**WORK TO DO:**
A - In the article on the FHA Section 203(k) mortgage program, what minimum repair cost does the program require?
B - Resume the article on the FHA Section 203(k) mortgage program, picking up right after its final paragraph.

======== DOCUMENT EXTRACT ========

It has occurred to me that in times of uncertainty people need a clear understanding of all available options so that their decisions are based on substantial information. It is always my preference to provide clarity on any issue I discuss or activities in which I participate whenever possible, thus the following article should serve to provide some answers to prospective purchasers of real estate.
Government Program Could Ease Sub-Prime Mess
Have you ever thought about alternative financing programs which may help to alleviate some of the problems that were created by the Sub-Prime dilemma? Utilizing a seldom-used, specialized government program could be the answer if the application is submitted properly.
The Section 203 (k) Rehabilitation Mortgage Insurance program was introduced by the FHA to enable homebuyers to finance the purchase of a house and the cost of rehabilitation with one mortgage only. For homeowners who have occupied their homes for at least one year and intend to continue occupancy, the program can be used to refinance the existing mortgage plus at least $5,000.00 in repair cost.
There are several other uses for the 203(k) program which will be covered later in this article, but right now the focus is on why it should be sought out and utilized in today's market. Make preparations to take advantage of this unique financing option that is seldom used or very often dismissed as being too complicated, too long-and-drawn-out, or too paper intensive.
The 203(k) program, one of many mortgage loans insured by the FHA (Federal Housing Administration) may be one of the best alternatives available to finance the purchase, refinance or rehabilitation of a home today because the risks associated with this loan are historically lower than those of a Sub-Prime (an unconventional reduced income/asset documentation and in many cases higher credit risk mortgage program) loan and the out-of-pocket costs are several thousand dollars lower than a FNMA (conventional) loan would be.
Start your search now for FHA-Approved lending institutions (this could include many banks, savings and loan associations or mortgage companies) in your area and inquire about their program requirements because different lenders may have slightly different underwriting criteria.
Although the program was originally designed to encourage lenders to make mortgage credit available to borrowers who would not otherwise qualify for conventional loans on affordable terms (such as first-time home buyers and residents of disadvantaged neighborhoods where mortgages may be hard to get due to deteriorated values), present market conditions are indicative of the difficulties that existed in the early 90s when this program gained industry-wide popularity.
Learn about the many ways that the 203(k) program can be used to finance just about any property in today's market, especially with declining home values and the recently increased FHA loan limits. According to the “Eligible Activities” section of HUD's web page http://www.hud.gov/ the extent of the rehabilitation covered by Section 203(k) insurance may range from relatively minor to virtual reconstruction with a minimum repair cost requirement of $5,000.00.
A home that has been demolished or will be demolished for reconstruction is eligible as long as the existing foundation system remains in place.
A residential property that also has non-residential uses (Mixed-use) is eligible as long as the non-residential portion does not exceed 25% of the overall structure; A multi-unit (Small apartment building with 5 or more units) is eligible as long as the building will be converted to a one-to four-unit structure.
Let your Realtor know exactly what kind of home you’re looking for just as you would have done if you were going to utilize a conventional or sub-prime loan program. Be confident that under the Section 203(k) program you have a much wider variety of housing options to choose from.

======== DATA PROVIDED ========

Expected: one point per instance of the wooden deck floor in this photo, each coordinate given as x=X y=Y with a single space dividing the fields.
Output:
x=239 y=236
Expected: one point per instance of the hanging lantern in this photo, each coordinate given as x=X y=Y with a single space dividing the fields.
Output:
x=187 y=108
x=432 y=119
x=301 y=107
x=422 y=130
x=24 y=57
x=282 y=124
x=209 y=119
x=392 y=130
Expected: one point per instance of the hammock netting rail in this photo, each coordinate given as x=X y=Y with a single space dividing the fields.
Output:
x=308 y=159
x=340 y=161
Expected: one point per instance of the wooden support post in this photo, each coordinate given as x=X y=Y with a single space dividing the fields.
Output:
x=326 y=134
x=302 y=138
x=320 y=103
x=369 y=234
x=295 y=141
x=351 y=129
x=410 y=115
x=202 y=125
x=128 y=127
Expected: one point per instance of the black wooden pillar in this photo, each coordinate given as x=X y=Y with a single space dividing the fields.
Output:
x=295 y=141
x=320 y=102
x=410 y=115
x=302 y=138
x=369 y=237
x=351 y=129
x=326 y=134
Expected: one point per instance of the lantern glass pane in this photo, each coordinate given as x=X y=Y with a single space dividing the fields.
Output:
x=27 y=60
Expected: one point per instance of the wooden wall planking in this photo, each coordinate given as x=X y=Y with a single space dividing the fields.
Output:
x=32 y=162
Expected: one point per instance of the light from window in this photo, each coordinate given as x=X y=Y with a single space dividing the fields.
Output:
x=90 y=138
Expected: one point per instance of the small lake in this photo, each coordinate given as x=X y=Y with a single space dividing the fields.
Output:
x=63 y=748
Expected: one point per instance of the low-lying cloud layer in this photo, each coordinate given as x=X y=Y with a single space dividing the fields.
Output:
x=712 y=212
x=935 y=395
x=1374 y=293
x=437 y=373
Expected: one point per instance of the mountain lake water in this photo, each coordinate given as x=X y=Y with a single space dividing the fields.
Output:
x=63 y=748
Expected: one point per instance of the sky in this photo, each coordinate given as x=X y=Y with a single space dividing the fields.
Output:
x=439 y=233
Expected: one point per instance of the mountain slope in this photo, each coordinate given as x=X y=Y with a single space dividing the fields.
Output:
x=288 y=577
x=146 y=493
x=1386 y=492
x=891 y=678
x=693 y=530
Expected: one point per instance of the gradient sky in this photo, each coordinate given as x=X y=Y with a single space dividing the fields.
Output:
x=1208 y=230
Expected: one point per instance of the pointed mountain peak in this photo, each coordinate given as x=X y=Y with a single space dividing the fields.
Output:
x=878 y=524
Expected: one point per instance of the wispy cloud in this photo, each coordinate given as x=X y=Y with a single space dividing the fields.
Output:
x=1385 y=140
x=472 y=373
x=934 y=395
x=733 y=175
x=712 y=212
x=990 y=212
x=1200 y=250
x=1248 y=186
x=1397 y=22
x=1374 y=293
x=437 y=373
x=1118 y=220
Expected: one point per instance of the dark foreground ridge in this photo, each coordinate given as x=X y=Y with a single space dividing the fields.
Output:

========

**THE ANSWERS:**
A - $5,000.00

B -
Here’s why: Providing you agree with the premise that most houses over one year old probably needs at least $5,000.00 worth of repairs pursuant to a contractor’s estimate, then 95% of one – to four – unit properties available for sale should qualify.
This means that if you decide on a specific home in a given area that you want to own, you should be able to aquire that home with Section 203(k) financing.
If however you cannot locate the right one or two unit home in the location of your choice and there is instead a three or four unit structure available, this program gives you the flexibility to go forward with the purchase and convert the three or four unit to a one or two unit and you'll have full supervisory powers over how your new home will be completed.
You control what your living quarters will look like. That’s one of the best features of this program. Any house can be made into your dream home. Literally!
Complete an application for a Section 203(k) loan when you're sufficiently satisfied that you have completed your own research because one of the great features about this program is that - in accordance with information published on the HUD page - “all persons who can make the monthly mortgage payments are eligible to apply” as long as that person intends to occupy the property as a primary residence.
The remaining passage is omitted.